**Your goal**
For the string "toilet", find every matching line in the records and copy it.

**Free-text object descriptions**
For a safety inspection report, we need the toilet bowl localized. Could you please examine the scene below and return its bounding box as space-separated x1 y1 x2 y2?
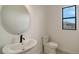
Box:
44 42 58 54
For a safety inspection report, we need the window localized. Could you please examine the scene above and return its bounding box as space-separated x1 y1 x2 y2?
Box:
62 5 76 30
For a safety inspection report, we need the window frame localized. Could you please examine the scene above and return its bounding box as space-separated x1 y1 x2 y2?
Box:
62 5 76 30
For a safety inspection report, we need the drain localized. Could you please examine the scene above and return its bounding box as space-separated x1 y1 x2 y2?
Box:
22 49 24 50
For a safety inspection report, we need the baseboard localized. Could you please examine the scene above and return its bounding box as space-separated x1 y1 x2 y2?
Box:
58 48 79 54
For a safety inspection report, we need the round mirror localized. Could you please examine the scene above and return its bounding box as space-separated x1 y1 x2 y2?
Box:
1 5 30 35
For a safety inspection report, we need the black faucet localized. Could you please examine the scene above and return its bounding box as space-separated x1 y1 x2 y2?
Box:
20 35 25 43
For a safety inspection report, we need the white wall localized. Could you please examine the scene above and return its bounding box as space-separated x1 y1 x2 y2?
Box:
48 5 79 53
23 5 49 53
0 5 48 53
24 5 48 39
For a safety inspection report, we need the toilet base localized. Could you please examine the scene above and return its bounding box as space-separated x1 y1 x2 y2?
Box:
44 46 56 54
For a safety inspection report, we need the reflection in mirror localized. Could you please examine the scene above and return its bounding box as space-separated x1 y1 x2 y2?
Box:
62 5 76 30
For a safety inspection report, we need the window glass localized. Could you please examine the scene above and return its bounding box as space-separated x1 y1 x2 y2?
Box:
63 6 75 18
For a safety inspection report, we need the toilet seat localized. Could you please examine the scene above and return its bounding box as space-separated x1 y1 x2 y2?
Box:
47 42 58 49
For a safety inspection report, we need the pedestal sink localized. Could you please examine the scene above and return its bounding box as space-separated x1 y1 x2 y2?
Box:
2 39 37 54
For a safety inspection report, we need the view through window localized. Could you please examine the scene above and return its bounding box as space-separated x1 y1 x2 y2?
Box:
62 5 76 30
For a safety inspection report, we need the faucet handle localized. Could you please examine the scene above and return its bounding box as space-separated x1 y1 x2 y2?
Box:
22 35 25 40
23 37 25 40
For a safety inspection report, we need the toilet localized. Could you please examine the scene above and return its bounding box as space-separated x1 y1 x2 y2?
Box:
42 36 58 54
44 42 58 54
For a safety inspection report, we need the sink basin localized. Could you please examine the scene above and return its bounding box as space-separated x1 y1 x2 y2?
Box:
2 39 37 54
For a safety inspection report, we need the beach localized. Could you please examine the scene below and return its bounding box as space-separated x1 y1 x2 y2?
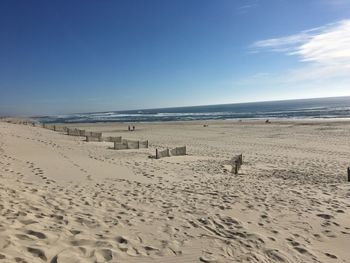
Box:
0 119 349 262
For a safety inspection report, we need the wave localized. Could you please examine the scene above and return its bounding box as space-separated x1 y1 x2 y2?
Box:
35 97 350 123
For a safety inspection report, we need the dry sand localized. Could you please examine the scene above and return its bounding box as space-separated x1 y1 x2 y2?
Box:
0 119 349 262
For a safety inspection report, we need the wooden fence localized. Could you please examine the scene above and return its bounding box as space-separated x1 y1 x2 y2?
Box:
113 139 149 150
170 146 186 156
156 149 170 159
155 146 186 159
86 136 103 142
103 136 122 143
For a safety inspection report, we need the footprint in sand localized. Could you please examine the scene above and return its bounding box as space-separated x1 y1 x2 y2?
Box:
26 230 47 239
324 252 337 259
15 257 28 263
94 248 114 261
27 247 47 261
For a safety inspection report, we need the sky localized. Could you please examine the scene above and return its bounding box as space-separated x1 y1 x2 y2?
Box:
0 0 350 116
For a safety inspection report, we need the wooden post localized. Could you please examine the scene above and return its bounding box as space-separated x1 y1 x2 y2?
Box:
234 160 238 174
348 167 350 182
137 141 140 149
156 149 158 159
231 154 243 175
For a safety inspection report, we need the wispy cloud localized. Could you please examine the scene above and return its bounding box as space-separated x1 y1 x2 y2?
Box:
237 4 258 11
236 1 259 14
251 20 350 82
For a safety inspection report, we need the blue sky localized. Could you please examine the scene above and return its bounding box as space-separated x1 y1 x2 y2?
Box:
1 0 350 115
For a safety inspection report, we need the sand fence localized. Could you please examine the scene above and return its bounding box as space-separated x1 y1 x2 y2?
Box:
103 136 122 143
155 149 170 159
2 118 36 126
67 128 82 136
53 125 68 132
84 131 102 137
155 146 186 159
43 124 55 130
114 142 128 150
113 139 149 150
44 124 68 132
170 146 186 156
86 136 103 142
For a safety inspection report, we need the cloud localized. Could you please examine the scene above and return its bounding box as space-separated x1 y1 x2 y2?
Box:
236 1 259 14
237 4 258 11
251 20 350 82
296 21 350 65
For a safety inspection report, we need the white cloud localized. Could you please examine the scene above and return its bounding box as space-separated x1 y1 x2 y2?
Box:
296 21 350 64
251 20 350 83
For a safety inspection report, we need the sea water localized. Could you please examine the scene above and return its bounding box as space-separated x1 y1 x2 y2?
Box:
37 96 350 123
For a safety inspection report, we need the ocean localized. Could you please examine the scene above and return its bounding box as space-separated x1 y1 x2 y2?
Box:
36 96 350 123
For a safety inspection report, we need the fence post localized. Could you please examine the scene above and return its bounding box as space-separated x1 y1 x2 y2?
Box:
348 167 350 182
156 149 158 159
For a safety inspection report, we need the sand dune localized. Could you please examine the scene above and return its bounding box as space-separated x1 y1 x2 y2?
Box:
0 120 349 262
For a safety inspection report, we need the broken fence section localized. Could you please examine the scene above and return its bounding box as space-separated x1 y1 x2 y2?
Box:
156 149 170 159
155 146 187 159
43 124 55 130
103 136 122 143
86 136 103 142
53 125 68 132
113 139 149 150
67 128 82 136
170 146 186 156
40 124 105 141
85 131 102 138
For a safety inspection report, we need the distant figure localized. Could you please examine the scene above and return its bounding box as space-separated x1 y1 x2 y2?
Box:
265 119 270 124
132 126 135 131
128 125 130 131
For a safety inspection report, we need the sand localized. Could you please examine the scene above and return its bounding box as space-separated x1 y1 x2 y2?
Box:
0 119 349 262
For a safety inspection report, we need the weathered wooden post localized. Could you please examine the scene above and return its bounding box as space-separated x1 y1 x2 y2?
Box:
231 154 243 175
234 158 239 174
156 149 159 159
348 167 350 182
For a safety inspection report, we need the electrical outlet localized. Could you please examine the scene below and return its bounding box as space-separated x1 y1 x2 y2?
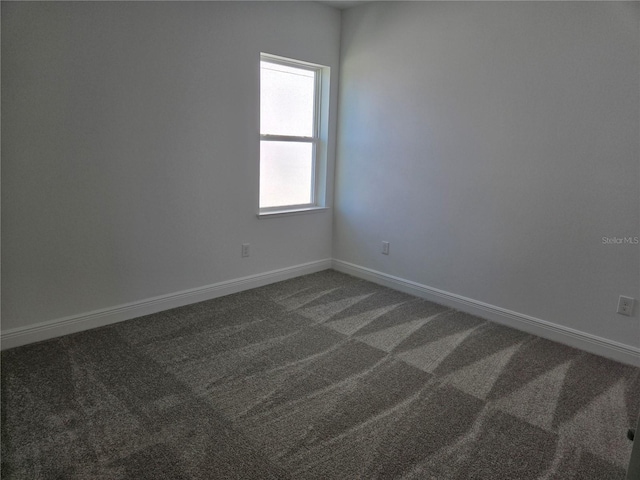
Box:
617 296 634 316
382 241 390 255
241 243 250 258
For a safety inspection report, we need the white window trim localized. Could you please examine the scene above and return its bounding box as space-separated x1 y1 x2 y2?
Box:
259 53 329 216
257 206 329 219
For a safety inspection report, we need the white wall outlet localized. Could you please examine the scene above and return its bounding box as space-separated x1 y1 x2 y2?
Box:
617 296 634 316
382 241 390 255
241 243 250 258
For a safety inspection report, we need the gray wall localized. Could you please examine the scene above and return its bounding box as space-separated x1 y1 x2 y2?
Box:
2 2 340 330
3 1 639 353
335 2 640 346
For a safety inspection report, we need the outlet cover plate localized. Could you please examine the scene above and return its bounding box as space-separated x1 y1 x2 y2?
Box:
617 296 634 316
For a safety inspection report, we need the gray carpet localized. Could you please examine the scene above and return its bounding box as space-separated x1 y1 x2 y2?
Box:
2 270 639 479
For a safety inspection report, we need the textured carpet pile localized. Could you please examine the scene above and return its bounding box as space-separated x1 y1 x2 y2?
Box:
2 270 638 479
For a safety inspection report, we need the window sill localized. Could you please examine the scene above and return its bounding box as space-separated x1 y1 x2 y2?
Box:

**Solution for this exercise**
For a safety inspection report, we need the toilet bowl localized. Could you please examine the scene below and return its bounding box as space-separated x1 y1 x2 y2?
For a safety inspection report, we need the toilet base localized. Could you please examine the scene above and return its bounding box as space-separated x1 y1 x2 y2?
For a safety inspection report, we need the toilet seat localized. Could you please examine the scene above and return its bounding box as space-separated x1 y1 x2 y2?
For a safety inspection report, we need the toilet localized. Could you please examine the scene above and return its bounding box as space-separated x1 y1 x2 y2?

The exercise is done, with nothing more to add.